Exercise: Give the rows as a numbered list, leaving out blank lines. Start at the line that contains "of the green" and continue up to and including the last line of the rows.

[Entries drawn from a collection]
--- Start ---
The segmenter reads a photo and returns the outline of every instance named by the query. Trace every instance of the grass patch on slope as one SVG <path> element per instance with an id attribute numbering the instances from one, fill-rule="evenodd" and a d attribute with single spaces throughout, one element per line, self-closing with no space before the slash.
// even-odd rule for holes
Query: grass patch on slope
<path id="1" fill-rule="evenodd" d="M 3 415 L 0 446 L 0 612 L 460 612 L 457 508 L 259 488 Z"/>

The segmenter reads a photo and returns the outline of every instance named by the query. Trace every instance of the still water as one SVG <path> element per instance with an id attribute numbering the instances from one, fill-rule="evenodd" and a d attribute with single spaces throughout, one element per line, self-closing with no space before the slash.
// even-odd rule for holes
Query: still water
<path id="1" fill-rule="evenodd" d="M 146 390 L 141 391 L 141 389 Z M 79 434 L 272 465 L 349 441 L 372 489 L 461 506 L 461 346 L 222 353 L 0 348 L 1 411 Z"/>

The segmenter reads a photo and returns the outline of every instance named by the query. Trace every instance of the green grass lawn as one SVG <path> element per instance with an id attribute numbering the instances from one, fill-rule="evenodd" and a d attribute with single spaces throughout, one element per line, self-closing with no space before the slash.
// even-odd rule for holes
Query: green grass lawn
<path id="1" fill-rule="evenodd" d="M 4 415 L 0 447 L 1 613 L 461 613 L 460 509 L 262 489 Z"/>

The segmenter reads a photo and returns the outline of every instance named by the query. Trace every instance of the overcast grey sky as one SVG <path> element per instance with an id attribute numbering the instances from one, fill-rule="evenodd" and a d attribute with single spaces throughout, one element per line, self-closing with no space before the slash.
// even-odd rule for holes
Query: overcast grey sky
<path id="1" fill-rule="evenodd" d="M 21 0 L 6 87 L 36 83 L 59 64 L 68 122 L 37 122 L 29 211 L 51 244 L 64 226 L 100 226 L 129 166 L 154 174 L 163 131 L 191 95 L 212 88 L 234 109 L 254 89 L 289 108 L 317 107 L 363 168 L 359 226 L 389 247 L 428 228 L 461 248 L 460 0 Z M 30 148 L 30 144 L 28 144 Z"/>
--- End ---
Solution for this problem:
1. The segmenter reads a photo and returns the outline of every instance named by the query. Trace every instance of the green grass lawn as one SVG <path> element per instance with an id attribute numbering the instances from one, fill-rule="evenodd" and a d attribute with single spaces throughout, one element per line, self-closing with no space before the slash.
2. // even-odd rule for holes
3. Query: green grass lawn
4. <path id="1" fill-rule="evenodd" d="M 4 415 L 0 447 L 1 613 L 461 613 L 460 509 L 262 489 Z"/>
5. The segmenter reads a photo and returns the outline of every instance named by the query. Trace every instance of the overcast grey sky as one SVG <path> element per instance with an id attribute numbering the instances from one, fill-rule="evenodd" and a d attribute with single spaces throughout, one element per line, self-closing with no space before the slash.
6. // even-odd rule for holes
7. Query: overcast grey sky
8. <path id="1" fill-rule="evenodd" d="M 21 0 L 6 87 L 36 83 L 59 64 L 68 122 L 37 122 L 29 211 L 51 244 L 64 226 L 100 226 L 129 166 L 154 174 L 163 131 L 191 95 L 212 88 L 234 109 L 254 89 L 289 108 L 317 107 L 363 168 L 359 226 L 389 247 L 428 228 L 461 248 L 460 0 Z M 30 148 L 30 144 L 28 144 Z"/>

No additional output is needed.